### Dataset content
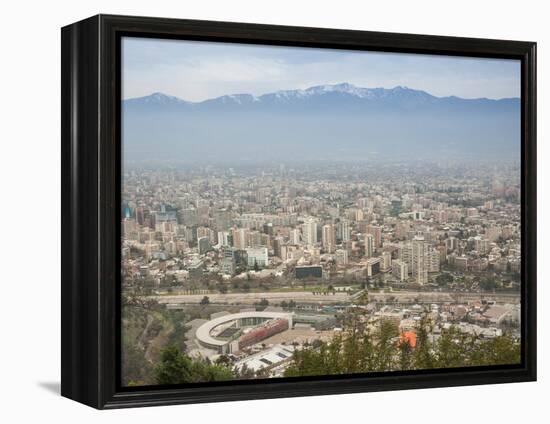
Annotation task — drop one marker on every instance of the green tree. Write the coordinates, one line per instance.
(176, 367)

--

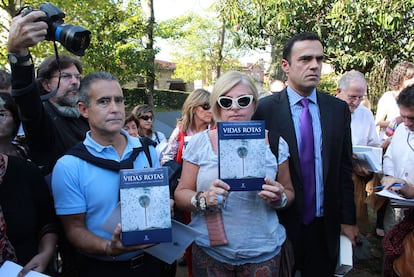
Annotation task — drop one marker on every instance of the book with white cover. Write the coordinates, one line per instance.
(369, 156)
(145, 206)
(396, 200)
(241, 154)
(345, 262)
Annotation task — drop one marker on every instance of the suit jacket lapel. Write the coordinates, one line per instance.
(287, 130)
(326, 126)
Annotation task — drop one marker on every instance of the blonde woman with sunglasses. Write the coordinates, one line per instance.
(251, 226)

...

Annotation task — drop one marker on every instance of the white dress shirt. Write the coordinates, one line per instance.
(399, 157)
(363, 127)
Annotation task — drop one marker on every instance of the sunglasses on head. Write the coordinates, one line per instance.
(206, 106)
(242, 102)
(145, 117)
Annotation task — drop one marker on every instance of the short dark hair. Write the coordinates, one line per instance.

### Written exercise
Give the lines of the records from the line with "shirt. Write the coordinates, one line per instance." to the line with "hair. Write the coordinates, one line per instance.", both included, as a numbered list with blank lines left out.

### Worked solution
1. Annotation task — drop one marker on every instance of the white dress shirt. Write the coordinates, one line per instance.
2. (399, 157)
3. (363, 127)
4. Annotation task — drop one marker on every instance of the sunglasses on head. Write the coordinates, one line per instance.
5. (206, 106)
6. (242, 102)
7. (145, 117)
8. Annotation task — drop one marker on every instance of the short dark hair. Write the coordinates, one line per instance.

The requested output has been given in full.